__TEXTE À LIRE__

----

Le patronat n’est pas moins critique. Il "constate que décidément le secteur privé n’est pas au centre des préoccupations" du gouvernement. Il dénonce, à juste titre, "une simple compilation statistique, suivie d’un chapelet de voeux pieux. Il n y est fait allusion à aucune mesure concrète, avec définition des objectifs et identification des moyens".

Les patrons iront même jusqu’à poser la question du maintien du Burkina Faso au sein de la zone franc. "Le Burkina Faso, soulignent-ils, a été le seul pays africain de la zone à n’avoir jamais été déficitaire au compte d’opérations. Tout s’est passé jusque-là comme si la rigueur de gestion (le Burkina Faso a été le pays africain le mieux géré de la zone) du Burkina servait à payer le manque de rigueur chez les autres, particulièrement ceux considérés comme les plus nantis (Côte d’Ivoire, Sénégal, Gabon, Cameroun) et qui ont connu des déficits constants et vertigineux [...] Devons-nous rester liés à une aventure qui nous conduira à d’autres dévaluations, s’il n y a pas de changements de comportement chez les autres partenaires ?".

Du côté de l’opposition politique, le jugement est plus sévère encore. C’est le principe même des "assises" qui est remis en question. L’Union de la gauche démocratique (UGD) souligne qu’elles furent initiées "en période d’Etat d’exception [’..] pour remplir les fonctions d’un Parlement encore inexistant" et, qu’aujourd’hui, dans "un Etat de droit démocratique", c’est à l’Assemblée des députés du Peuple, au Conseil économique et social, de débattre de ces questions.

----

__DONNÉES ENREGISTRÉES__

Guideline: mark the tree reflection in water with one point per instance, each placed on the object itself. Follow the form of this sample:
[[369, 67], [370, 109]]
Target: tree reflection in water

----

__CONSIGNE__
D'après le texte à lire, répondez brièvement :
(a) Selon le patronat, quel pays a été le seul pays africain de la zone franc à n'avoir jamais été déficitaire au compte d'opérations ?
(b) Quels pays le patronat cite-t-il comme « les plus nantis » ?
(c) Selon l'UGD, quelles instances doivent débattre de ces questions dans « un Etat de droit démocratique » ?

__RÉSULTAT CI-DESSOUS__
(a) Le Burkina Faso.
(b) La Côte d'Ivoire, le Sénégal, le Gabon et le Cameroun.
(c) L'Assemblée des députés du Peuple et le Conseil économique et social.